• [Verilen metin]:
- - -
Sıra dışı olmak öyle kolay değil! Dâhilik ve delilik arasındaki ince çizgide nerede duracağını iyi bilmek gerek.
Tarihi değiştirenler, altın harflerle adını tarihe kazıyanlar, başkalarının hayatlarına dokunanlar, sonraki nesillere ilham olan sanatçılar… Hepsi sıra dışı insanlardı. Mesela, beslediği karıncayiyeni sokaklarda tasmayla gezdiren Salvador Dali’nin tuhaf olmadığını kim iddia edebilir? Senarist Graham Moore’un da dediği gibi; tuhaf kalın, farklı kalın.
Bu haftaki SineList köşemizde farklılıklarıyla tanınmış, kimi tarihi, kimi de etrafındaki insanların hayatlarını değiştirmiş sıra dışı insanları anlatan en iyi filmleri listeleyeceğiz.
“TUHAF KAL!”
- - -
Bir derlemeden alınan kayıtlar
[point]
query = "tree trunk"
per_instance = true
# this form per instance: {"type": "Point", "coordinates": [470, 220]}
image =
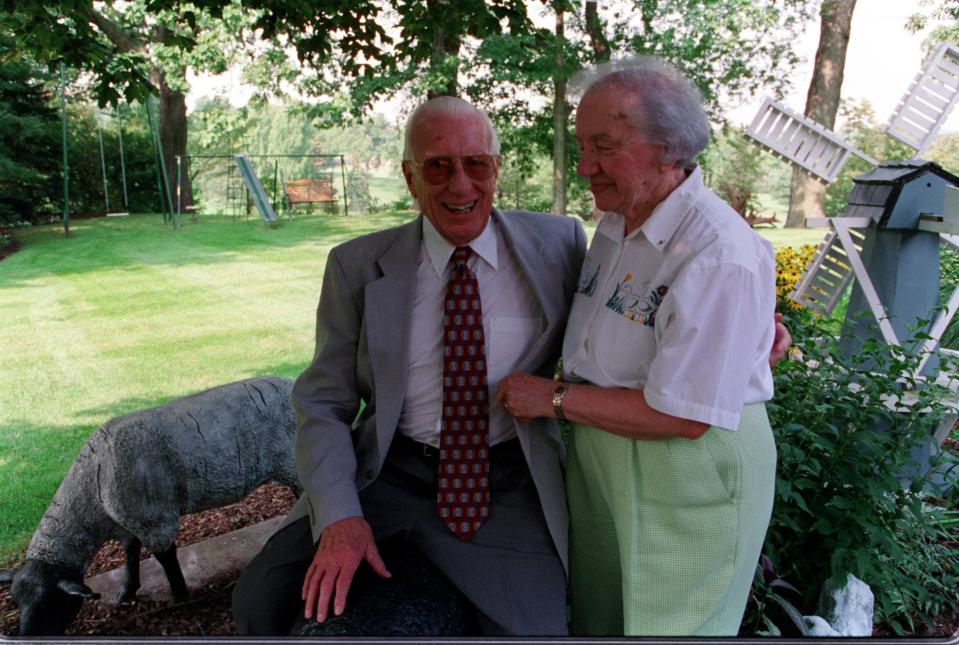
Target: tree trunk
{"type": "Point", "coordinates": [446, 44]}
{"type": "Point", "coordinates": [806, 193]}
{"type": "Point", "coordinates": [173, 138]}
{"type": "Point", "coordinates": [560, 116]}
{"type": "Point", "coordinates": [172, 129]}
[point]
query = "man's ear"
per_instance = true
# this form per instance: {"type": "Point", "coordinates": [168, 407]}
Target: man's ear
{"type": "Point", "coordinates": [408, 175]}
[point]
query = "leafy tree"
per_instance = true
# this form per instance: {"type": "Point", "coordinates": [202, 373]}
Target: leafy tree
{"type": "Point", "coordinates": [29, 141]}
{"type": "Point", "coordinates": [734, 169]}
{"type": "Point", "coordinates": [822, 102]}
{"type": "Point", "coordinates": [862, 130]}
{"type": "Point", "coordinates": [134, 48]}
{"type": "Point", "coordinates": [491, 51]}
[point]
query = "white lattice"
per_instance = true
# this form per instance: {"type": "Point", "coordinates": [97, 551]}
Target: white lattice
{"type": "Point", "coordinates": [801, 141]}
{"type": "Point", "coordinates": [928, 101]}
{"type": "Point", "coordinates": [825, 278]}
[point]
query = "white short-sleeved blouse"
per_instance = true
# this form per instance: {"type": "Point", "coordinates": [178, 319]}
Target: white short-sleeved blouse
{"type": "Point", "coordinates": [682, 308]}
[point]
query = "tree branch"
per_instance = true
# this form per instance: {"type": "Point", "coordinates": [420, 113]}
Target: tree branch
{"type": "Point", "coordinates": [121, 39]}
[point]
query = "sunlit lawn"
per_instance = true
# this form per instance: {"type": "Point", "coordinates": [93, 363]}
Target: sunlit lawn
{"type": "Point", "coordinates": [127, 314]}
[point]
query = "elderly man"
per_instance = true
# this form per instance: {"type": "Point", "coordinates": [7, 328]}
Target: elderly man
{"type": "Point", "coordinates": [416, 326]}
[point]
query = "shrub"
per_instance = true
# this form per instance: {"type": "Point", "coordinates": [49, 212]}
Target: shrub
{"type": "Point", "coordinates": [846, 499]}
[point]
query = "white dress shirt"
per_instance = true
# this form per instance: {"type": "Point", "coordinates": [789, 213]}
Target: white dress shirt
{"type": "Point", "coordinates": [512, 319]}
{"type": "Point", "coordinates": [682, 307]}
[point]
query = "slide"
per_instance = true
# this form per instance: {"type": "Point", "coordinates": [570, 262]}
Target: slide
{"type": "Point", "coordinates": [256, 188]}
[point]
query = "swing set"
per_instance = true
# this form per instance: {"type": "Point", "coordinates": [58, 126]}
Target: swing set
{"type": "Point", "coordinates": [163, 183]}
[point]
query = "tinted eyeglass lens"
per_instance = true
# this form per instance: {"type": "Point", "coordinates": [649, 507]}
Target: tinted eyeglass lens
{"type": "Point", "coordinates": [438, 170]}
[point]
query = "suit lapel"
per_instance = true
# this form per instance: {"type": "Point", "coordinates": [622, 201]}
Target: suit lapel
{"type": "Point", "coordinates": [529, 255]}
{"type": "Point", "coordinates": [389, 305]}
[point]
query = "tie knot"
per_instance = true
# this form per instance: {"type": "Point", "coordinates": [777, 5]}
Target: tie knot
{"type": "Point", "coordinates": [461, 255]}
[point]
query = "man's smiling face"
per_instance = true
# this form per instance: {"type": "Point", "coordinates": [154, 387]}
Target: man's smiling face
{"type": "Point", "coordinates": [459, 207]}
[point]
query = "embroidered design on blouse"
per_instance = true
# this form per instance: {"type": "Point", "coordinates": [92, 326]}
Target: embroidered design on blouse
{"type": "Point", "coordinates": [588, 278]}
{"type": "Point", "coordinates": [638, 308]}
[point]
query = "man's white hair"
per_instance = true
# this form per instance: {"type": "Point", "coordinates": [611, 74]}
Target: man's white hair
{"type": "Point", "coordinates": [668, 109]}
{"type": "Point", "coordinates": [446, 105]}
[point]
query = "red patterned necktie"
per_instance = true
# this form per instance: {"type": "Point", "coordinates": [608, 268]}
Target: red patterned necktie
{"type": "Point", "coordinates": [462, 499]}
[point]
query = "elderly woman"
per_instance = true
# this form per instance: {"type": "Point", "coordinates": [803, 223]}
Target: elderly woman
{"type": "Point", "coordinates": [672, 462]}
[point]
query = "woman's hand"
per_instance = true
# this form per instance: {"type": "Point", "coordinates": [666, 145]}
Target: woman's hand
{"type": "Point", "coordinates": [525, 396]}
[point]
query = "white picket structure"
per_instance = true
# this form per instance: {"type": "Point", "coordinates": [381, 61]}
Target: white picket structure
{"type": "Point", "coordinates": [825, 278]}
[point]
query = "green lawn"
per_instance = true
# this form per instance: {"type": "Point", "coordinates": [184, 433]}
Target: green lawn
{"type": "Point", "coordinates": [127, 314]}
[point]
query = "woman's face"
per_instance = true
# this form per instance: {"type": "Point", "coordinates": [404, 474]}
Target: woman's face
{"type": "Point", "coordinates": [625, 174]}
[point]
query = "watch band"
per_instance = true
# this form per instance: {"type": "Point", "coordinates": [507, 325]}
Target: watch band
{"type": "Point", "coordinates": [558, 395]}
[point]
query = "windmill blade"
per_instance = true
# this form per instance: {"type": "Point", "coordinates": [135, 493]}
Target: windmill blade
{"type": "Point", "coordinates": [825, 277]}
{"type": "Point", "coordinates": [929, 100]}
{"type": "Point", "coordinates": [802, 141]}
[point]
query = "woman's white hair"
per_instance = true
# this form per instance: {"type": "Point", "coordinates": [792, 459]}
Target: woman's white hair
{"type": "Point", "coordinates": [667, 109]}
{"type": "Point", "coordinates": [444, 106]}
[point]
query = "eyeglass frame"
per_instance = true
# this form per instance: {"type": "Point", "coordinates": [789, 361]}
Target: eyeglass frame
- - -
• [Görev 1]: Sıra dışı insanlarla ilgili metne göre, beslediği karıncayiyeni sokaklarda tasmayla gezdiren kimdir?
• [Görev 2]: Sıra dışı insanlarla ilgili metnin devamını, bittiği yerden yazın.
Bu verileri kullanmanız gerekmiyor.

• [Görevin sonucu 1]: Salvador Dali.

• [Görevin sonucu 2]:
2015 Akademi Ödülleri’nde, Alan Turing’in hikâyesini anlatan The Imitation Game filminin kazandığı “En İyi Uyarlama Senaryo” ödülünü almak için sahneye çıkan senarist Graham Moore “Stay weird! (Tuhaf kal!)” diyordu meşhur ödül konuşmasında. Bu tuhaflığı da şöyle açıklıyordu: “16 yaşındayken, kendimi öldürmeyi denedim çünkü çok tuhaf olduğumu ve bir aidiyetimin olmadığını hissettim. Ve şimdi burada karşınızda duruyorum ve bu ânı; tuhaf olduğunu ya da farklı olduğu hisseden ya da hiçbir yere uyum sağlayamadığını hisseden, oralarda bir yerdeki o çocuğa ithaf ediyorum. Evet, bir yerlere uymaktasın. Sana yemin ediyorum ki öylesin. Tuhaf kal, farklı kal! Senin de sıran geldiğinde ve bu sahneye çıktığında, lütfen bu mesajın aynısının, ardından gelen kişiye geçmesini sağla.”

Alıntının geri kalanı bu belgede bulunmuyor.